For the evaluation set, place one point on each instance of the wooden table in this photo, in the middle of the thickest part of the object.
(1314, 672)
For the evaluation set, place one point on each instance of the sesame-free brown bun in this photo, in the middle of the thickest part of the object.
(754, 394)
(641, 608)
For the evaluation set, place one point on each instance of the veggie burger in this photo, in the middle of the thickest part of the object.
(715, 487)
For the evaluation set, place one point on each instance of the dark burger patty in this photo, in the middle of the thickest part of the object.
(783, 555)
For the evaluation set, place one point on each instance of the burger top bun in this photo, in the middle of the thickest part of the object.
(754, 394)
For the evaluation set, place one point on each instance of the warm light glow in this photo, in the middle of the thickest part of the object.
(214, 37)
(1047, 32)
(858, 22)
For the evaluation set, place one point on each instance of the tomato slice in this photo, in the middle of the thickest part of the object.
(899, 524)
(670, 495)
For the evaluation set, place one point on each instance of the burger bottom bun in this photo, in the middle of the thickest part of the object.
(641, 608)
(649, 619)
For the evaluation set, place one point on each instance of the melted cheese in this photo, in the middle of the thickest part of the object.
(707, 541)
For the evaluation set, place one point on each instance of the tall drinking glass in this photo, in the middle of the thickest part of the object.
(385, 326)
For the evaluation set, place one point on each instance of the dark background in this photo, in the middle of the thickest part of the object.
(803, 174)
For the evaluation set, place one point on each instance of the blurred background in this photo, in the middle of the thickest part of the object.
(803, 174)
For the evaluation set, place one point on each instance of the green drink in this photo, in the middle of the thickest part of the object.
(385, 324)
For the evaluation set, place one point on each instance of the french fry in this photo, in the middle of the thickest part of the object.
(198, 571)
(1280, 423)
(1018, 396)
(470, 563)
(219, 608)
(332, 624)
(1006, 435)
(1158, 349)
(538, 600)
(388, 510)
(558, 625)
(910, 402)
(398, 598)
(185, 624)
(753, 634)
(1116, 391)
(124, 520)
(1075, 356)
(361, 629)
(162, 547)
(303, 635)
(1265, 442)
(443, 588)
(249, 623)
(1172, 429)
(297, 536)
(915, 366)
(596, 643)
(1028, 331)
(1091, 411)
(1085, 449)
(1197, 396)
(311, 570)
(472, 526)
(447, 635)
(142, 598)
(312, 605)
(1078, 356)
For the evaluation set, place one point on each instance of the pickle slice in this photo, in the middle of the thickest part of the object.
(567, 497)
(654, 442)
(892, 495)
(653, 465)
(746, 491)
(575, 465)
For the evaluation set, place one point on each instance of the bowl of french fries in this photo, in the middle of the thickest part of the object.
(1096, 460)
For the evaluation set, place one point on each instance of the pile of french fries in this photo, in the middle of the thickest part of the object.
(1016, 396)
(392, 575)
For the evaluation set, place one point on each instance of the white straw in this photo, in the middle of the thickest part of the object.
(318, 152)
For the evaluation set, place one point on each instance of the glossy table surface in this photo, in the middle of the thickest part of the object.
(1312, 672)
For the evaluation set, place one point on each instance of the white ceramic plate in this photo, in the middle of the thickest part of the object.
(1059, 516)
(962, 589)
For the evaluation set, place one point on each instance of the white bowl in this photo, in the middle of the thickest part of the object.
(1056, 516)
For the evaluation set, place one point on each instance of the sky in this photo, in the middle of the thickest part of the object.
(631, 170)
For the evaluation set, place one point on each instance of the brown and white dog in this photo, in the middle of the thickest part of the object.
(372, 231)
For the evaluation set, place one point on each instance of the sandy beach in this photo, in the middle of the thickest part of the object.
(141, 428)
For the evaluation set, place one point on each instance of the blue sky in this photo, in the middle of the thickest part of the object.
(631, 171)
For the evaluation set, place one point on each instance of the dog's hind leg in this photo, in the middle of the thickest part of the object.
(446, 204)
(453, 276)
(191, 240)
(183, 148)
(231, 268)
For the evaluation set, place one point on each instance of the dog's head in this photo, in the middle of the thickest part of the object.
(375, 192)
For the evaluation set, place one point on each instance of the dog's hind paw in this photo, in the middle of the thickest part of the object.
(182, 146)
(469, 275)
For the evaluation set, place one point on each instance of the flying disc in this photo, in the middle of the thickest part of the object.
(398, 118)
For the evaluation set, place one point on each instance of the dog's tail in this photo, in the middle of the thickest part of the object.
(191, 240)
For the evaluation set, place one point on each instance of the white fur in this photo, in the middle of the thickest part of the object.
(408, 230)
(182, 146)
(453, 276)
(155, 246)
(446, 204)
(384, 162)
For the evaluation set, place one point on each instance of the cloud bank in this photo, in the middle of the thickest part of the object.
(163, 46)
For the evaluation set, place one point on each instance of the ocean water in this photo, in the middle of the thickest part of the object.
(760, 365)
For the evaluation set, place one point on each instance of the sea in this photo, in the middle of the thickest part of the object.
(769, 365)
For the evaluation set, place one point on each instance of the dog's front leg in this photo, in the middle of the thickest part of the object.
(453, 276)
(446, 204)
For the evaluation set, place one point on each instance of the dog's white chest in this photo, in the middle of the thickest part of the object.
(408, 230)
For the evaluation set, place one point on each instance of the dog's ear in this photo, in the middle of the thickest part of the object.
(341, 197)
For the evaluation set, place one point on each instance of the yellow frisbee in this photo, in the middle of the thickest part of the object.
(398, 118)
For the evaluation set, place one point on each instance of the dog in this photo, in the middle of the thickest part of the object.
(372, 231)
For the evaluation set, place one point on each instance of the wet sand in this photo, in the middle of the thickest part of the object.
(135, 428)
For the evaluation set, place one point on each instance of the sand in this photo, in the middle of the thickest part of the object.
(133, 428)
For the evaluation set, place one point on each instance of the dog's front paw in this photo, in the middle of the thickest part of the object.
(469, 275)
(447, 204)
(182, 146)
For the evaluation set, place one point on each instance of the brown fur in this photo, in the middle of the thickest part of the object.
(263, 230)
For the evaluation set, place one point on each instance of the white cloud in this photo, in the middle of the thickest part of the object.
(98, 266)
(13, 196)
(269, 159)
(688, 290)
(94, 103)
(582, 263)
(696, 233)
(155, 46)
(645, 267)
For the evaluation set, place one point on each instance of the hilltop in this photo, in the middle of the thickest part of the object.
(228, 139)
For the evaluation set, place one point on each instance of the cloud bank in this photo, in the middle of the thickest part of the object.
_ _ _ _ _
THE PROBLEM -
Copy every one of the records above word for word, keeping each line in its original order.

WRITTEN SOLUTION -
For the evaluation set, place one point on each instance of the wooden table in this photo, in the middle of the thickest part of the object.
(1314, 672)
For the evaluation set, place one point on each instance of the sesame-free brown bun in this photo, in the middle of the thickest part of the object.
(754, 394)
(641, 608)
For the evaluation set, place one point on each instance of the veggie burger in this photo, in the middle of the thickest part of the object.
(715, 487)
For the evaluation set, place one point on each instance of the dark burger patty in this photo, in the middle of the thickest part of the object.
(783, 555)
For the evaluation set, place one point on each instance of the burger top bun in this photo, in the middle of the thickest part of the object.
(754, 394)
For the evaluation set, place one point on each instance of the warm light glow in this photo, in the middle of the thickest part of the object.
(214, 37)
(1047, 32)
(858, 22)
For the evaluation set, place one point on each instance of the tomato slice in this photo, in the middle of the thickest part of the object.
(899, 524)
(670, 495)
For the evaluation set, place one point on each instance of the burger bottom bun in this photo, in the middle of the thickest part of the object.
(641, 608)
(649, 619)
For the evaluation set, place one point on each instance of the melted cheese in this photo, in the middle of the thickest part of the object.
(707, 541)
For the evaluation set, place one point on each instance of the tall drinking glass in this photo, in the middle of the thickest part of the object.
(385, 326)
For the evaluation set, place one point on each instance of the dark background in this photo, in the middle of the thickest part of the object.
(803, 174)
For the evaluation set, place one point on each instance of the blurred background in this photo, in the middle of the thickest part of the object.
(803, 174)
For the evaluation set, place one point on each instance of the green drink in this photo, in the middle of the thickest part of the object.
(385, 324)
For the evaluation set, place one point on each instance of the french fry in this photo, in the middle of the thickest part of the object.
(198, 571)
(1280, 423)
(1018, 396)
(470, 563)
(219, 608)
(332, 624)
(1006, 435)
(1158, 349)
(538, 600)
(388, 510)
(558, 625)
(910, 402)
(398, 598)
(185, 624)
(753, 634)
(1116, 391)
(124, 520)
(1075, 356)
(361, 629)
(162, 547)
(303, 635)
(1265, 442)
(443, 588)
(249, 623)
(1172, 429)
(297, 536)
(915, 366)
(596, 643)
(1028, 331)
(1091, 411)
(1085, 449)
(1197, 396)
(311, 570)
(472, 526)
(447, 635)
(142, 598)
(312, 605)
(1078, 356)
For the evaluation set, place one point on each instance of the pickle slice in this photo, in the middle of the thickest part of the object.
(567, 497)
(654, 442)
(892, 495)
(653, 465)
(746, 491)
(575, 465)
For the evaluation set, place one point on each instance of the bowl of french fries in this photo, in the middle of the thickest part of the object.
(1096, 460)
For the evaluation set, place one point on each instance of the pile of french fries in this photo, in the middle of the thickest part of the object.
(1016, 396)
(392, 575)
For the evaluation set, place one point on each instance of the white straw in this photo, in the middle of the thickest part of the object.
(318, 152)
For the evaluation set, place one point on each instance of the glossy table surface in this photo, in the middle of the thickest part of the object.
(1312, 672)
For the evaluation set, place one point on each instance of the white ceramic plate in this photo, in the middle of the thickest part of the object.
(1059, 516)
(962, 589)
For the evaluation set, place one point on each instance of the white bowl in this photo, in the middle of the thickest part of the object.
(1056, 516)
For the evaluation set, place one point on each instance of the sky in this photo, in the middle of the thickest part of the object.
(631, 170)
For the evaluation set, place one point on each instance of the brown and white dog in this photo, in the middle of the thickest part of the object.
(372, 231)
For the evaluation set, place one point on each instance of the sandy beach in this photo, in the middle of the thickest part of the object.
(141, 428)
For the evaluation set, place one point on each instance of the blue sky in this photo, in the middle of the thickest part of the object.
(631, 171)
For the evaluation set, place one point on each instance of the dog's hind leg in this photo, in the middle of the thickest part of the object.
(446, 204)
(453, 276)
(191, 240)
(183, 148)
(231, 268)
For the evaluation set, place one point on each instance of the dog's head in this photo, in the middle of the thickest part of the object.
(375, 192)
For the evaluation set, place one point on each instance of the dog's hind paw in this photo, in the middle of the thickest part of the object.
(182, 146)
(469, 275)
For the evaluation set, place one point on each instance of the flying disc in this photo, in the middle of the thickest part of the object.
(398, 118)
For the evaluation set, place one point on each instance of the dog's tail in this photo, in the middle of the thickest part of the object.
(191, 240)
For the evaluation set, place one point on each instance of the white fur in this photo, in the middle of the thickest part of the object.
(408, 230)
(182, 146)
(453, 276)
(155, 246)
(446, 204)
(384, 162)
For the evaluation set, place one point on each instance of the cloud bank in this photo, in the middle of the thickest part of the object.
(163, 46)
For the evaluation set, place one point on each instance of the ocean water in this photo, in the middle of the thickest part of the object.
(760, 365)
For the evaluation set, place one point on each instance of the sea in this photo, in the middle of the thickest part of the object.
(769, 365)
For the evaluation set, place one point on each instance of the dog's front leg in this photo, in the middle of the thickest part of the object.
(453, 276)
(446, 204)
For the evaluation set, place one point on each instance of the dog's white chest in this photo, in the middle of the thickest part of the object.
(408, 230)
For the evaluation set, place one point on each instance of the dog's ear in this photo, in the middle of the thickest part of the object.
(341, 197)
For the evaluation set, place one point on each instance of the yellow frisbee in this photo, in the middle of the thickest part of the object.
(398, 118)
For the evaluation set, place one point on each instance of the dog in this photo, in the middle of the thickest part of the object.
(372, 231)
For the evaluation set, place one point on each instance of the wet sand in this photo, in the middle of the thickest part of the object.
(135, 428)
For the evaluation set, place one point on each instance of the sand in this photo, in the middle of the thickest part of the object.
(133, 428)
For the evaluation set, place one point on each instance of the dog's front paw in this photo, in the middle of the thickest part of the object.
(469, 275)
(447, 204)
(182, 146)
For the evaluation set, place one point on each instance of the brown fur in this photo, in the middle of the thickest part of the object.
(263, 230)
For the evaluation set, place one point on each instance of the white cloud in this photo, in the middle of the thickest part of the object.
(98, 266)
(13, 196)
(269, 159)
(688, 290)
(94, 103)
(582, 263)
(696, 233)
(155, 46)
(645, 267)
For the evaluation set, place one point on each instance of the hilltop in this photo, in the middle of the thickest part of the object.
(228, 139)
For the evaluation set, place one point on each instance of the cloud bank in this photo, in the middle of the thickest part of the object.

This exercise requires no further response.